— Start RECORDS SHOWN —

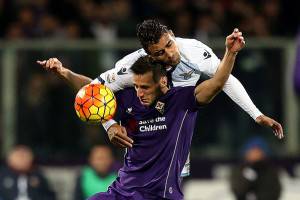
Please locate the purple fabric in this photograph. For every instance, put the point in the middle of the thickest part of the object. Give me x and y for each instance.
(162, 136)
(297, 66)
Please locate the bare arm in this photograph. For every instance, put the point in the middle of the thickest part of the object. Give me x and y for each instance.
(208, 89)
(76, 81)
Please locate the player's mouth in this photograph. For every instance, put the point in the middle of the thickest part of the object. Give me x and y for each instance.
(144, 102)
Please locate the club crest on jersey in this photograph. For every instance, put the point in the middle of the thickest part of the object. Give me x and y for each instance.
(122, 71)
(160, 107)
(111, 78)
(187, 75)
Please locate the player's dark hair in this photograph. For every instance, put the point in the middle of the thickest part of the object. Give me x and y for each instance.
(146, 64)
(149, 32)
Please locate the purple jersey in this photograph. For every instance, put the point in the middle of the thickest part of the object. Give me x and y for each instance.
(162, 136)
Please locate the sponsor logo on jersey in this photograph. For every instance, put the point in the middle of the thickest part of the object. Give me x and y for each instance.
(206, 54)
(152, 124)
(160, 107)
(122, 71)
(187, 75)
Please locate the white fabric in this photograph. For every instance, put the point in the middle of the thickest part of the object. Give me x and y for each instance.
(196, 58)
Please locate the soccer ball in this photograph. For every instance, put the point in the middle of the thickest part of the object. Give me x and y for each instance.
(95, 103)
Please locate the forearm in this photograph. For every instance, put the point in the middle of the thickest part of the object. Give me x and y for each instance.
(235, 90)
(207, 90)
(75, 80)
(224, 69)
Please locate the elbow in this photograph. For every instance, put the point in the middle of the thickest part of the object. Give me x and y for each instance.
(219, 86)
(203, 99)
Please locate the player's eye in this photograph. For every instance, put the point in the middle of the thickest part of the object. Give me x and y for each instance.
(169, 44)
(159, 53)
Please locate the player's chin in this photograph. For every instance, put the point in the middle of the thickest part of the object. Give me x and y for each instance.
(174, 62)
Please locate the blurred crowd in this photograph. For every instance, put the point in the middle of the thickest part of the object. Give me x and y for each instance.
(106, 20)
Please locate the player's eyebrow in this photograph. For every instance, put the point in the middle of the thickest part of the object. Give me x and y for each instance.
(167, 45)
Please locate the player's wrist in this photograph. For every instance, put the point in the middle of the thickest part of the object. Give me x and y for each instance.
(108, 124)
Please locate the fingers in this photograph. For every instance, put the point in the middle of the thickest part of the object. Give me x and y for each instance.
(51, 63)
(41, 62)
(277, 129)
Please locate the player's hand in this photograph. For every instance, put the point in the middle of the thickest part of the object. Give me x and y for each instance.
(118, 136)
(52, 64)
(268, 122)
(235, 41)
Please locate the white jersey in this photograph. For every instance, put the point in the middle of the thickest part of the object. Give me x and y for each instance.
(196, 59)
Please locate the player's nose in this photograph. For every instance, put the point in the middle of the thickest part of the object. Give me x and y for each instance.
(140, 93)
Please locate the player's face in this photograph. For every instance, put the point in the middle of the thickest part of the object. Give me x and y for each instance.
(166, 50)
(146, 88)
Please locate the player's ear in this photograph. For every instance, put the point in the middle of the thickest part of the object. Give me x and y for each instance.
(171, 33)
(163, 81)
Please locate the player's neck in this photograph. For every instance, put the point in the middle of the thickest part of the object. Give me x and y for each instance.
(165, 89)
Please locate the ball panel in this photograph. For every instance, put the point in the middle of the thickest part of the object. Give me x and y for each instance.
(95, 103)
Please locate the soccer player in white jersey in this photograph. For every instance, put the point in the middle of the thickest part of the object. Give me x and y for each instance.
(188, 60)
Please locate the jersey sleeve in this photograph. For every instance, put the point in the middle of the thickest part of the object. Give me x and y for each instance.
(187, 98)
(207, 62)
(120, 77)
(200, 56)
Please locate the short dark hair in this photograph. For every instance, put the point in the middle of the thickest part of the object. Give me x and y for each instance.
(146, 64)
(150, 31)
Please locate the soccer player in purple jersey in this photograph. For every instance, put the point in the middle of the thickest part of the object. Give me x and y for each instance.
(186, 59)
(160, 120)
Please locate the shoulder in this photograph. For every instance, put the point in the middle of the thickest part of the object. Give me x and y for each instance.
(181, 92)
(193, 50)
(126, 95)
(128, 60)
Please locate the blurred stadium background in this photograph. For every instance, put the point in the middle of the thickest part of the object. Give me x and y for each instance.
(89, 36)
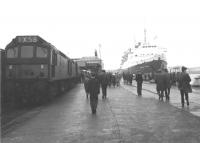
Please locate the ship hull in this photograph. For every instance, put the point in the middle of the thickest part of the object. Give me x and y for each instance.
(147, 67)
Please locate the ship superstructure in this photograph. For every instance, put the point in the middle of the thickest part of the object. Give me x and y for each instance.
(144, 57)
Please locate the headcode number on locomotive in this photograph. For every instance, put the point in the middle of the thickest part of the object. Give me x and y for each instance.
(27, 39)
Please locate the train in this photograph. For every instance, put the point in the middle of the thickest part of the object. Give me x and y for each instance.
(36, 71)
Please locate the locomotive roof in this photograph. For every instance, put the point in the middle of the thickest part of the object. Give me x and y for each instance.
(33, 39)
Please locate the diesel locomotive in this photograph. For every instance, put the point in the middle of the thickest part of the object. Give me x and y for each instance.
(35, 71)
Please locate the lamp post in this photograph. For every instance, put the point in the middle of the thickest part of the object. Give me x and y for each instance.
(100, 54)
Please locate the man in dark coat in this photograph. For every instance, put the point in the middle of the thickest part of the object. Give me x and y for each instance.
(160, 83)
(184, 85)
(139, 81)
(94, 90)
(104, 83)
(167, 84)
(85, 82)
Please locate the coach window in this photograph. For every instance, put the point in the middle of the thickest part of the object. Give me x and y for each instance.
(12, 53)
(26, 51)
(41, 52)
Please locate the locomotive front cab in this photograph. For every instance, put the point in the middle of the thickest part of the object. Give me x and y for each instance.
(27, 70)
(27, 60)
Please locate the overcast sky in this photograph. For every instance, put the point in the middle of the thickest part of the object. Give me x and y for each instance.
(77, 27)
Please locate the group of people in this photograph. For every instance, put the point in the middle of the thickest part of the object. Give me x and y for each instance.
(164, 82)
(92, 84)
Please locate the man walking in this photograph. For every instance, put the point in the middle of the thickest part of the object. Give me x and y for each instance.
(139, 81)
(94, 90)
(167, 84)
(184, 85)
(104, 83)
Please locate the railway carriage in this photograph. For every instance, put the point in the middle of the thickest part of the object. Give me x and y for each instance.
(36, 71)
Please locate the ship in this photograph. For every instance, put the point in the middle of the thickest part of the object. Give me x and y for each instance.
(144, 57)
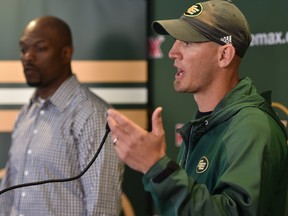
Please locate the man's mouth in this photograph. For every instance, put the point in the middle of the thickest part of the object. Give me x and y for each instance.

— End RECORDS SHOWN —

● SHORT PROBLEM
Could you change "photograph" to "image" throughout the stretch from the line containing "Please locate the ship in" through the end of the lines, keeping everything else the same and leaving the pictures out of your answer?

● WRITTEN ANSWER
Please locate the ship in this image. For every instance, put the point in the middle of the thickest part of the object. Give me x and y for each instance.
(144, 57)
Please locate the man's mouth in this image. For every instance, put the point in the middle of the thickest part of the object. Give me x and y for each instance.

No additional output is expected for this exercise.